(Extracted data entries)
-- Start --

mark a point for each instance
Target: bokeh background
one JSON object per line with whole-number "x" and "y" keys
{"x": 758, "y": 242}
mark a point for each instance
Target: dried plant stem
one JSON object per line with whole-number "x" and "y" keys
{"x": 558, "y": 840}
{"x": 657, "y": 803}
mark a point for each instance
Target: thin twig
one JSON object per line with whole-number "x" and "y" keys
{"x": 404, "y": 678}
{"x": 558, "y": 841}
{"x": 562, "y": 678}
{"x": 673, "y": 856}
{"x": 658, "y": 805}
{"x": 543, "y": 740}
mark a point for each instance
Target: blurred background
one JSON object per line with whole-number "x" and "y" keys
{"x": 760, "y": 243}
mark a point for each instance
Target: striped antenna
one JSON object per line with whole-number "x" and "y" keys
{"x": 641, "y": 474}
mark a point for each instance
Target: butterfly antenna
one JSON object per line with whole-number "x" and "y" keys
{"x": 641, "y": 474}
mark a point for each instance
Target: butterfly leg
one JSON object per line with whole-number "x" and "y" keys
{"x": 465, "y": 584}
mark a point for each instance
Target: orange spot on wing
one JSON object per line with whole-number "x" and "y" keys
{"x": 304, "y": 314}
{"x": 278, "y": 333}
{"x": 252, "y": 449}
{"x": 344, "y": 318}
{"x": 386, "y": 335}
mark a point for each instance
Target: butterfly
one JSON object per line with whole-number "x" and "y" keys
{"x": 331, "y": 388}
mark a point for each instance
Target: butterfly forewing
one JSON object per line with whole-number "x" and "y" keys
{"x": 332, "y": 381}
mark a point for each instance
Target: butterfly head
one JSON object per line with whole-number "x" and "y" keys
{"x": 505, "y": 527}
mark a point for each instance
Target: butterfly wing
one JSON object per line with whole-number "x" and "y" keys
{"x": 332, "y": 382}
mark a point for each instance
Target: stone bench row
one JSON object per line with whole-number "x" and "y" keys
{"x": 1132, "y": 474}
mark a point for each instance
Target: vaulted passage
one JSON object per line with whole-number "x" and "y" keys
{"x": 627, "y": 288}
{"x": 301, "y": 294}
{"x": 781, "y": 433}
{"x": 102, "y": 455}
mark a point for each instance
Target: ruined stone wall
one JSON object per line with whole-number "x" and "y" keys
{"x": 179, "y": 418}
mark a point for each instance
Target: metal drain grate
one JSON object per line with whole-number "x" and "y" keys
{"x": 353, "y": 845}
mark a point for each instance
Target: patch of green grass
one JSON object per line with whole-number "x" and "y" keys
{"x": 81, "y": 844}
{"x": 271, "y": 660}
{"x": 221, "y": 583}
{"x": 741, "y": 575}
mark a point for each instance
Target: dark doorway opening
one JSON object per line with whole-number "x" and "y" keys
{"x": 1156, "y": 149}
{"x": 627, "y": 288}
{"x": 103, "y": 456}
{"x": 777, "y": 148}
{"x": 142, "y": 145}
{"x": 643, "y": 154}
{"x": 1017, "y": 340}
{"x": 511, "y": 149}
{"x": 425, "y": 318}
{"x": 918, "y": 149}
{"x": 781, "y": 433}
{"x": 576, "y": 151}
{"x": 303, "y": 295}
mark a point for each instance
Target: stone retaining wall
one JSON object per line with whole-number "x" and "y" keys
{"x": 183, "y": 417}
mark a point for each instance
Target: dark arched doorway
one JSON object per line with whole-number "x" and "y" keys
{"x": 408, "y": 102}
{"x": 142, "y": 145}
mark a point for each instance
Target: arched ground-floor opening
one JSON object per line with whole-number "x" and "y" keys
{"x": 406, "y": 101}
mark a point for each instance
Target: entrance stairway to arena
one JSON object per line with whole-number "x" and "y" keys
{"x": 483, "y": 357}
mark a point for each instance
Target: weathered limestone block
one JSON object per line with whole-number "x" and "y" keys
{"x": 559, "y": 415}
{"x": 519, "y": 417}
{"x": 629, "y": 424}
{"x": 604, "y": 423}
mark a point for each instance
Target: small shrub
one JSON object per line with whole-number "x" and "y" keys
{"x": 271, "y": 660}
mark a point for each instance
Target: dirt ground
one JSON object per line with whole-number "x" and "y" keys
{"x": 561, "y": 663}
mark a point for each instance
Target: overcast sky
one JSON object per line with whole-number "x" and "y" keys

-- End --

▶ TASK REQUIREMENTS
Your task is to output the full set of records exactly as presented.

▶ OUTPUT FOR THIS EXERCISE
mark a point for each instance
Target: bokeh background
one JSON object per line with whole-number "x" and "y" keys
{"x": 758, "y": 242}
mark a point for each instance
Target: dried plant stem
one JSON object per line with whole-number "x" and "y" keys
{"x": 558, "y": 840}
{"x": 657, "y": 803}
mark a point for each instance
Target: thin twig
one JSON object per line with whole-number "x" and "y" keys
{"x": 404, "y": 678}
{"x": 558, "y": 841}
{"x": 562, "y": 678}
{"x": 673, "y": 856}
{"x": 658, "y": 805}
{"x": 543, "y": 740}
mark a point for each instance
Target: blurred background
one JSON object per line with whole-number "x" and "y" keys
{"x": 760, "y": 243}
mark a point for each instance
Target: striped antenna
one JSON object per line with whole-number "x" and "y" keys
{"x": 641, "y": 474}
mark a point for each instance
Target: butterfly antenna
one JSON object per line with whole-number "x" and "y" keys
{"x": 641, "y": 474}
mark a point for each instance
Target: butterfly leg
one JSON object per line with whole-number "x" and "y" keys
{"x": 465, "y": 584}
mark a point for each instance
Target: orange spot on wing
one JSON object per line with whole-number "x" and "y" keys
{"x": 304, "y": 314}
{"x": 278, "y": 333}
{"x": 252, "y": 449}
{"x": 344, "y": 318}
{"x": 386, "y": 335}
mark a point for each instance
Target: butterfly
one JSON object per line with whole-number "x" and "y" keys
{"x": 331, "y": 388}
mark a point for each instance
Target: butterfly forewing
one JSON object per line with whole-number "x" and "y" keys
{"x": 332, "y": 381}
mark a point for each instance
Target: butterfly head
one JSON object per line with whole-number "x" and "y" keys
{"x": 505, "y": 527}
mark a point for each instance
Target: butterfly wing
one JSON object per line with whole-number "x" and "y" keys
{"x": 332, "y": 382}
mark a point for each instance
Target: stone bench row
one JSON object per line with whole-number "x" and "y" keys
{"x": 1132, "y": 474}
mark a point for each instance
Target: vaulted passage
one JSON object per line with whole-number "x" and "y" keys
{"x": 627, "y": 288}
{"x": 301, "y": 294}
{"x": 781, "y": 433}
{"x": 102, "y": 455}
mark a point for each instance
Target: ruined stone wall
one JSON object per line with whole-number "x" and "y" keys
{"x": 179, "y": 418}
mark a point for each instance
Target: metal drain grate
one JSON object per line with whole-number "x" and "y" keys
{"x": 353, "y": 845}
mark a point for each instance
Target: patch of green grass
one JSON object per line with whole-number "x" and "y" keys
{"x": 81, "y": 844}
{"x": 271, "y": 660}
{"x": 221, "y": 583}
{"x": 741, "y": 575}
mark a point for each instance
Target: dark doorway opening
one JSON object per line with whole-number "x" and "y" keys
{"x": 1156, "y": 149}
{"x": 627, "y": 288}
{"x": 103, "y": 456}
{"x": 777, "y": 148}
{"x": 142, "y": 145}
{"x": 643, "y": 154}
{"x": 1017, "y": 340}
{"x": 511, "y": 149}
{"x": 425, "y": 318}
{"x": 918, "y": 149}
{"x": 781, "y": 433}
{"x": 576, "y": 151}
{"x": 303, "y": 295}
mark a point for each instance
Target: stone retaining wall
one JSON object per line with whole-number "x" and "y" keys
{"x": 183, "y": 417}
mark a point for each instance
Target: dark arched doorway
one JSON object per line with whole-number "x" and "y" keys
{"x": 408, "y": 102}
{"x": 142, "y": 145}
mark a point for each instance
Target: arched ground-floor opening
one JSON object per line with whole-number "x" and "y" keys
{"x": 406, "y": 101}
mark a point for each instance
Target: entrance stairway to arena
one JSON object per line with whole-number "x" and "y" keys
{"x": 483, "y": 357}
mark a point for each instance
Target: weathered limestone block
one JSON object per line with whole-number "x" and "y" keys
{"x": 559, "y": 415}
{"x": 519, "y": 417}
{"x": 629, "y": 424}
{"x": 604, "y": 423}
mark a point for each instance
Target: small shrub
one JSON object per line with whole-number "x" and "y" keys
{"x": 271, "y": 660}
mark a point for each instance
Target: dirt ground
one JSON object per line with whole-number "x" and "y" keys
{"x": 561, "y": 663}
mark a point for each instance
Target: overcast sky
one JSON object per line with whole-number "x" and "y" keys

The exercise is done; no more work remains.